═════ Brano di lettura ═════

Vin Diesel, motore perfetto per i film a tutta velocità

L’infanzia difficile, un "corto" biografico, una parte in Salvate il soldato Ryan. Poi la saga di Fast&Furious, che ora giunge alla quinta tappa

Vin Diesel, motore perfetto per i film a tutta velocità

Con quella faccia da burino fatto e finito, Vin Diesel sembra quello che non è. Un eroe muscolare, cioè, un tizio fortunato che a Hollywood fa la star pagata e riverita della saga adrenalinica Fast&Furious. Certo, lui, Mark Vincent Sinclair III, Vin per gli amici, è noto a chi segue il cinema d’azione perché guidando auto veloci, con una certa furia e un bel numero di pupe da sballo, s’è guadagnato una posizione di rispetto con un tipo di cinema commerciale.
Tanto commerciale che la Universal da Rio de Janeiro, dove ha lanciato Fast&Furious 5, firmato Justin Lin, s’è messa a vendere magliette, borse e acque minerali col logo del film. Da noi questo thriller d’azione, con Vin nel ruolo di Dominic Toretto, ex-detenuto in coppia con l’ex-poliziotto Brian O’Connor (Paul Walker), sbarcherà il 4 maggio, però gli amanti del genere già sono in fibrillazione. Piace il cafone, con «Diesel» come nome d’arte, vista la potenza sicura e lo sguardo liquido da animale braccato. E però, come dicevamo all’inizio, l’attore, produttore, regista e scrittore di New York, dov’è nato il 18 luglio del 1967, senza peraltro mai conoscere suo padre, non è quel tarpano che appare sullo schermo, quando mostra i bicipiti dalla maglietta a mezze maniche.

═════ Informazioni estratte ═════

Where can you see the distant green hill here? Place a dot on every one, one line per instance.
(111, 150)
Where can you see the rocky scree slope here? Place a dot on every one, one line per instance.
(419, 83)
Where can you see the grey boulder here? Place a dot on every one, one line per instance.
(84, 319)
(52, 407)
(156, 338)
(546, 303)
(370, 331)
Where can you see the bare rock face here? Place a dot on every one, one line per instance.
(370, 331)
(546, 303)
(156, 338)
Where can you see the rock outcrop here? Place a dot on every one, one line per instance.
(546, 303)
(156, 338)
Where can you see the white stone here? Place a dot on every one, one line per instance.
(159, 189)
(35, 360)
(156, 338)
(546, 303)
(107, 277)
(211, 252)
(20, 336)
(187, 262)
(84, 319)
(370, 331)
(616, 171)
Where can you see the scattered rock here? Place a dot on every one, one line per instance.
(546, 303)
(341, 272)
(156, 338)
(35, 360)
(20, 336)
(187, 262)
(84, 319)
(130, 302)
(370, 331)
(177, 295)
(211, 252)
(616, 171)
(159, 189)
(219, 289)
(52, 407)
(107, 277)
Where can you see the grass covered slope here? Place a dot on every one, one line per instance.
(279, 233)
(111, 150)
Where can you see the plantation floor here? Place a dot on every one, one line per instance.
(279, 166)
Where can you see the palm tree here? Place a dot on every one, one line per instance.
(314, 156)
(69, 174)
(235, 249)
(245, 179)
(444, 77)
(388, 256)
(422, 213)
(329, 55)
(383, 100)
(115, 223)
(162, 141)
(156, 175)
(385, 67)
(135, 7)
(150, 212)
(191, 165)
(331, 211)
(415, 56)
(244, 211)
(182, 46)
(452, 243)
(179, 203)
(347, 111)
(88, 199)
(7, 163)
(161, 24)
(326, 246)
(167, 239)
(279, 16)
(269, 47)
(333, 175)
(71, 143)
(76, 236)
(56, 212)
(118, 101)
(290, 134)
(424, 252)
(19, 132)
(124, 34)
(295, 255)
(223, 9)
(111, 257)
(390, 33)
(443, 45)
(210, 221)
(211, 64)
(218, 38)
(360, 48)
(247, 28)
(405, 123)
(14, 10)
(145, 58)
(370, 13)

═════

▸ **Obiettivi**:
1) Riporta ogni riga contenente la stringa "Where", distinguendo tra maiuscole e minuscole.
2) Estendi l'articolo su Vin Diesel, ripartendo subito dopo la sua ultima frase.

▸ **Risposte fornite**:
1)
Where can you see the distant green hill here? Place a dot on every one, one line per instance.
Where can you see the rocky scree slope here? Place a dot on every one, one line per instance.
Where can you see the grey boulder here? Place a dot on every one, one line per instance.
Where can you see the bare rock face here? Place a dot on every one, one line per instance.
Where can you see the rock outcrop here? Place a dot on every one, one line per instance.
Where can you see the white stone here? Place a dot on every one, one line per instance.
Where can you see the scattered rock here? Place a dot on every one, one line per instance.
Where can you see the grass covered slope here? Place a dot on every one, one line per instance.
Where can you see the plantation floor here? Place a dot on every one, one line per instance.
Where can you see the palm tree here? Place a dot on every one, one line per instance.

2)
Magari è merito del padre adottivo, insegnante di teatro al Greenwich Village, se Vin ha cominciato a calcare le assi di legno molto presto. Magari è tutto merito di quella pia donna che lo scoprì, mentre, a sette anni appena compiuti, stava devastando insieme a un amichetto il «Theatre for the New City». Roba da tribunale per i minorenni, visto che mamma Delora, psichiatra e astrologa, quindi mezza matta, doveva sorvegliare su quel rampollo disturbato. E invece, la pia donna di cui sopra dette ai due vandali ragazzini una ventina di dollari, un copione e un monito: state buoni e venite a teatro dopo scuola. Detto, fatto. Fu così che Vin, divenuto padre di Hania Riley nel 2008 grazie alla modella Paloma Jimenez, è diventato quel che è. Un bravo attore. E un tipo furbo, che ai giornali dice: «Non metterei mai la mia vita in copertina. Vengo dal codice del silenzio di attori come Marlon Brando, Robert de Niro, Al Pacino». Certo, di tali interpreti non ha un’unghia di sfaccettatura, però Vin Diesel fa incassare, anche se ha un’espressione da buzzurro in lotta col mondo.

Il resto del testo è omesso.